→ **STATED TASK**
Render as a JSON list of strings the lines starting at the one containing "the tourist, each" and ending at the final line of the rows below, both included, with one string per line and blank lines omitted. Give only that list.

→ **INPUT RECORDS**
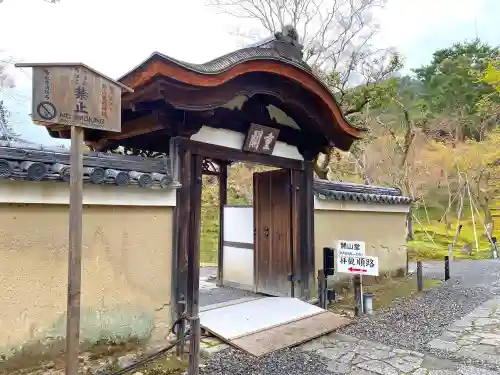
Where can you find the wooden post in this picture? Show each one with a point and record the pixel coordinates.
(193, 274)
(75, 251)
(222, 203)
(420, 284)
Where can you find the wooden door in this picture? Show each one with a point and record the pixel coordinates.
(273, 240)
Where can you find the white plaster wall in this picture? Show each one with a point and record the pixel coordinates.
(57, 192)
(331, 205)
(238, 263)
(232, 139)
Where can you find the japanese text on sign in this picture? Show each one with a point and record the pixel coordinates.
(261, 139)
(351, 248)
(365, 265)
(76, 96)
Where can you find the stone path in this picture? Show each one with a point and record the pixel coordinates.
(211, 294)
(352, 356)
(476, 336)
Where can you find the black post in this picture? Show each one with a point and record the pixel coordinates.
(322, 289)
(358, 309)
(420, 284)
(446, 268)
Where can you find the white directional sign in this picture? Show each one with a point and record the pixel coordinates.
(351, 259)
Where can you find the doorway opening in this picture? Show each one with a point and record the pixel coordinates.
(246, 232)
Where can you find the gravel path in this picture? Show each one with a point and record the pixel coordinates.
(407, 324)
(414, 322)
(286, 362)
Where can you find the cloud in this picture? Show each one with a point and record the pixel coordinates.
(113, 36)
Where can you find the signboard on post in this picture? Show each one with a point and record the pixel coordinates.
(351, 259)
(261, 139)
(80, 97)
(75, 95)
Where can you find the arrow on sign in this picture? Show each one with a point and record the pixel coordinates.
(356, 269)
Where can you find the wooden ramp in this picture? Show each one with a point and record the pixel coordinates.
(265, 325)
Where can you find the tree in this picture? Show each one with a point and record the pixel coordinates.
(336, 36)
(452, 86)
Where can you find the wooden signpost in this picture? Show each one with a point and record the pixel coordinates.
(80, 97)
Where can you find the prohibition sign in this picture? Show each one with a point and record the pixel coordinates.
(46, 110)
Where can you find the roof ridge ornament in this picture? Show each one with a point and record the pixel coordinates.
(287, 42)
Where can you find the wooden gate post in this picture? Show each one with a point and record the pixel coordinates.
(74, 251)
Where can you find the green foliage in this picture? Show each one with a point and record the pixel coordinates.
(451, 82)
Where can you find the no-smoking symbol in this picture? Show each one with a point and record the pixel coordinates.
(46, 110)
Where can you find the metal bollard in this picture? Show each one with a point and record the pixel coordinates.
(368, 303)
(420, 281)
(446, 268)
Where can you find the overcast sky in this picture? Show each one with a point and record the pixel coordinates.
(113, 36)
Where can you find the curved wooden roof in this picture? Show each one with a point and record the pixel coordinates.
(273, 67)
(258, 59)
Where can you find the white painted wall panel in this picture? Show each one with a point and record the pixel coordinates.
(238, 224)
(238, 266)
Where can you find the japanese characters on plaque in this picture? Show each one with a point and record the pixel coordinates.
(76, 96)
(261, 139)
(351, 258)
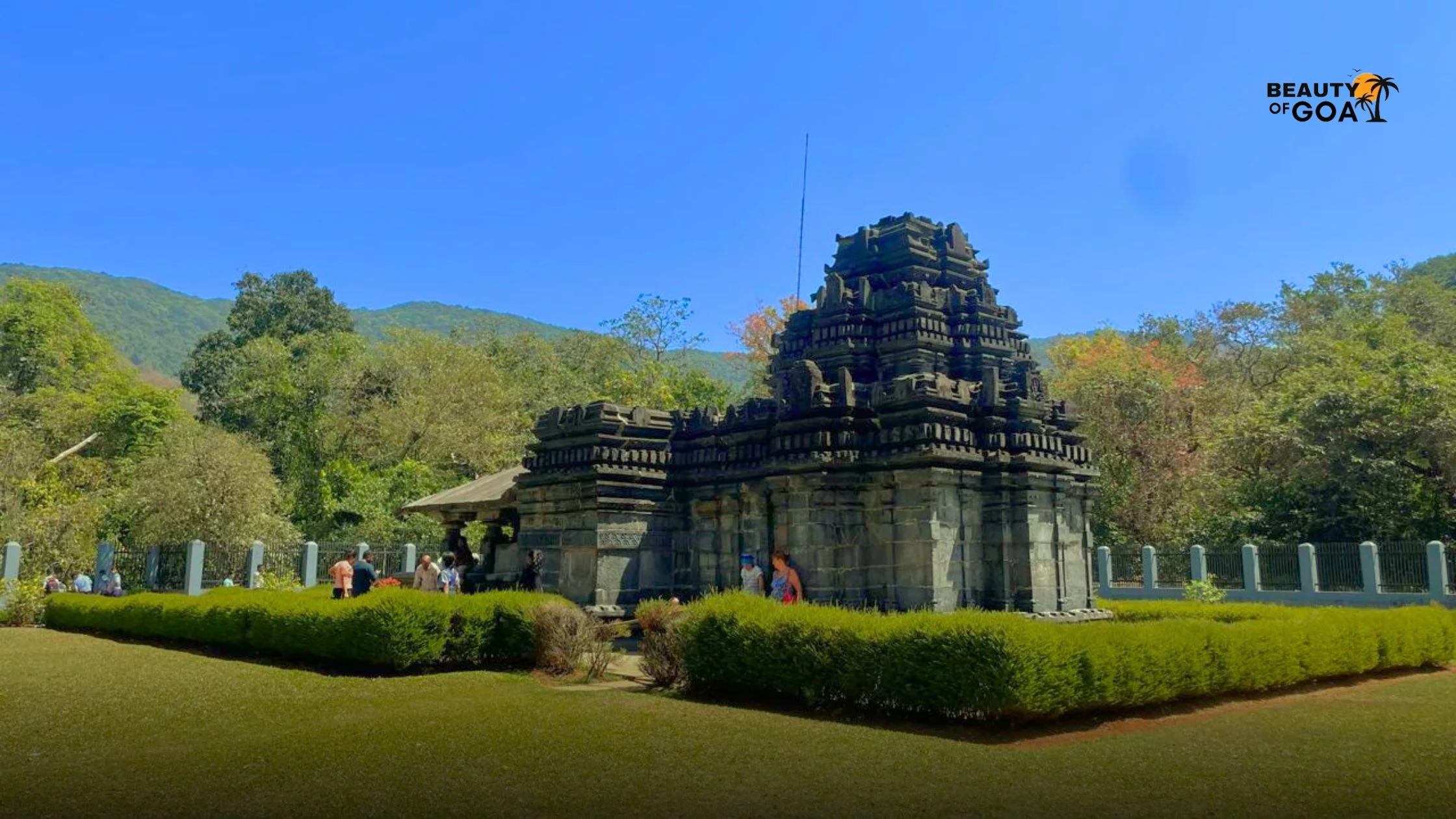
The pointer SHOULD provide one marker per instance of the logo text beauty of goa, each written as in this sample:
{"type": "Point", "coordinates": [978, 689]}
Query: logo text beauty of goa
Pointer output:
{"type": "Point", "coordinates": [1334, 103]}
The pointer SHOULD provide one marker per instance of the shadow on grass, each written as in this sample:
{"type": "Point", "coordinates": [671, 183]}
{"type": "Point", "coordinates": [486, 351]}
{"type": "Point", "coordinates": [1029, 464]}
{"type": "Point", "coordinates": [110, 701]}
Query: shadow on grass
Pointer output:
{"type": "Point", "coordinates": [1058, 731]}
{"type": "Point", "coordinates": [318, 666]}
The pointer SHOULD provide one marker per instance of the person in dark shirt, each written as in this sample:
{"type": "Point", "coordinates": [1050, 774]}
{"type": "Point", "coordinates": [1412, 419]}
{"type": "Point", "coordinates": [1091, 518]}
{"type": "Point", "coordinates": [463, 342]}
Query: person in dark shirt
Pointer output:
{"type": "Point", "coordinates": [365, 575]}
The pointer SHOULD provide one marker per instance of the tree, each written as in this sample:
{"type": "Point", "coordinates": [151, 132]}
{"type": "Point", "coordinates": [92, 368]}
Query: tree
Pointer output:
{"type": "Point", "coordinates": [283, 306]}
{"type": "Point", "coordinates": [656, 330]}
{"type": "Point", "coordinates": [654, 335]}
{"type": "Point", "coordinates": [1357, 442]}
{"type": "Point", "coordinates": [756, 334]}
{"type": "Point", "coordinates": [286, 306]}
{"type": "Point", "coordinates": [360, 502]}
{"type": "Point", "coordinates": [46, 339]}
{"type": "Point", "coordinates": [205, 484]}
{"type": "Point", "coordinates": [1141, 413]}
{"type": "Point", "coordinates": [1378, 88]}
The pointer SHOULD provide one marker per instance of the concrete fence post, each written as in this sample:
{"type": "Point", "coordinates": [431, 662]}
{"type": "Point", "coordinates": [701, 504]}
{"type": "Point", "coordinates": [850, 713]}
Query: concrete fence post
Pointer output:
{"type": "Point", "coordinates": [152, 577]}
{"type": "Point", "coordinates": [10, 569]}
{"type": "Point", "coordinates": [309, 564]}
{"type": "Point", "coordinates": [1308, 570]}
{"type": "Point", "coordinates": [1370, 567]}
{"type": "Point", "coordinates": [1251, 567]}
{"type": "Point", "coordinates": [1436, 567]}
{"type": "Point", "coordinates": [1104, 570]}
{"type": "Point", "coordinates": [255, 562]}
{"type": "Point", "coordinates": [1197, 563]}
{"type": "Point", "coordinates": [192, 582]}
{"type": "Point", "coordinates": [105, 558]}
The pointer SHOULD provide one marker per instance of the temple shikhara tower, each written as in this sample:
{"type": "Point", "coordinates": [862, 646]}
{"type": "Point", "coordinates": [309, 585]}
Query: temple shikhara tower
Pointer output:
{"type": "Point", "coordinates": [911, 456]}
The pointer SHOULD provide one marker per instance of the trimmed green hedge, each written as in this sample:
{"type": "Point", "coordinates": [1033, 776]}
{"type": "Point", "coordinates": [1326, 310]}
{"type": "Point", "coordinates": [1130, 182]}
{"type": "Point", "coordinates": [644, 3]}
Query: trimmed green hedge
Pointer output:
{"type": "Point", "coordinates": [992, 665]}
{"type": "Point", "coordinates": [392, 629]}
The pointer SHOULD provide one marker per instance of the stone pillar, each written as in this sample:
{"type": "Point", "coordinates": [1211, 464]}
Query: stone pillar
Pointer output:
{"type": "Point", "coordinates": [255, 562]}
{"type": "Point", "coordinates": [1104, 570]}
{"type": "Point", "coordinates": [192, 582]}
{"type": "Point", "coordinates": [12, 562]}
{"type": "Point", "coordinates": [1306, 569]}
{"type": "Point", "coordinates": [1251, 567]}
{"type": "Point", "coordinates": [1197, 563]}
{"type": "Point", "coordinates": [1370, 567]}
{"type": "Point", "coordinates": [1436, 567]}
{"type": "Point", "coordinates": [309, 566]}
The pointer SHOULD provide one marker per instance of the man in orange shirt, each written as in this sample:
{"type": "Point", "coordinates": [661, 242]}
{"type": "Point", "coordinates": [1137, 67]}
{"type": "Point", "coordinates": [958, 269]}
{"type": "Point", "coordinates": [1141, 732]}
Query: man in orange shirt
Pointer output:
{"type": "Point", "coordinates": [343, 575]}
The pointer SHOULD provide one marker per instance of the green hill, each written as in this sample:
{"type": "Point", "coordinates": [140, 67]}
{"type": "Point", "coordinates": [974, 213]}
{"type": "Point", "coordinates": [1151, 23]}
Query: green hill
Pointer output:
{"type": "Point", "coordinates": [156, 327]}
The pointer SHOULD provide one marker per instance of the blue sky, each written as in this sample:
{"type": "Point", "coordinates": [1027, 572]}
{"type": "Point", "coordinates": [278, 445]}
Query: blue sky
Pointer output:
{"type": "Point", "coordinates": [558, 161]}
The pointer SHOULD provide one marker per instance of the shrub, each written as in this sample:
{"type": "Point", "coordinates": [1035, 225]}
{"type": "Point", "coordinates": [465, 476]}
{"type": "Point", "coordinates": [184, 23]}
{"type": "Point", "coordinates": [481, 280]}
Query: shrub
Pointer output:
{"type": "Point", "coordinates": [22, 603]}
{"type": "Point", "coordinates": [562, 636]}
{"type": "Point", "coordinates": [995, 665]}
{"type": "Point", "coordinates": [1203, 592]}
{"type": "Point", "coordinates": [662, 643]}
{"type": "Point", "coordinates": [602, 646]}
{"type": "Point", "coordinates": [278, 580]}
{"type": "Point", "coordinates": [391, 629]}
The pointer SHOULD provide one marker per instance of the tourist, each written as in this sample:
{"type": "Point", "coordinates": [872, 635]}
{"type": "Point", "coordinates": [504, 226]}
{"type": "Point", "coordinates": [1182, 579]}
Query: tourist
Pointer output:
{"type": "Point", "coordinates": [427, 576]}
{"type": "Point", "coordinates": [449, 576]}
{"type": "Point", "coordinates": [343, 575]}
{"type": "Point", "coordinates": [365, 575]}
{"type": "Point", "coordinates": [785, 588]}
{"type": "Point", "coordinates": [111, 586]}
{"type": "Point", "coordinates": [532, 577]}
{"type": "Point", "coordinates": [751, 576]}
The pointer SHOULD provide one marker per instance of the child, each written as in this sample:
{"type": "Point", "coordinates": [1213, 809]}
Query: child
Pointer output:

→ **RESULT OF THIS EXERCISE**
[
  "The pointer SHOULD provide one marker per instance of the tourist, each written as in this sample:",
  "{\"type\": \"Point\", \"coordinates\": [872, 635]}",
  "{\"type\": \"Point\", \"coordinates\": [504, 226]}",
  "{\"type\": \"Point\", \"coordinates\": [1182, 579]}",
  "Query: tourist",
  "Pointer output:",
  "{\"type\": \"Point\", \"coordinates\": [427, 576]}",
  "{\"type\": \"Point\", \"coordinates\": [449, 576]}",
  "{\"type\": \"Point\", \"coordinates\": [343, 575]}",
  "{\"type\": \"Point\", \"coordinates\": [365, 575]}",
  "{\"type\": \"Point\", \"coordinates\": [785, 588]}",
  "{\"type\": \"Point\", \"coordinates\": [111, 586]}",
  "{\"type\": \"Point\", \"coordinates\": [532, 577]}",
  "{\"type\": \"Point\", \"coordinates\": [751, 576]}",
  "The pointer SHOULD provide one marker per instance of the child, each written as in this sample:",
  "{\"type\": \"Point\", \"coordinates\": [1213, 809]}",
  "Query: child",
  "Pointer output:"
]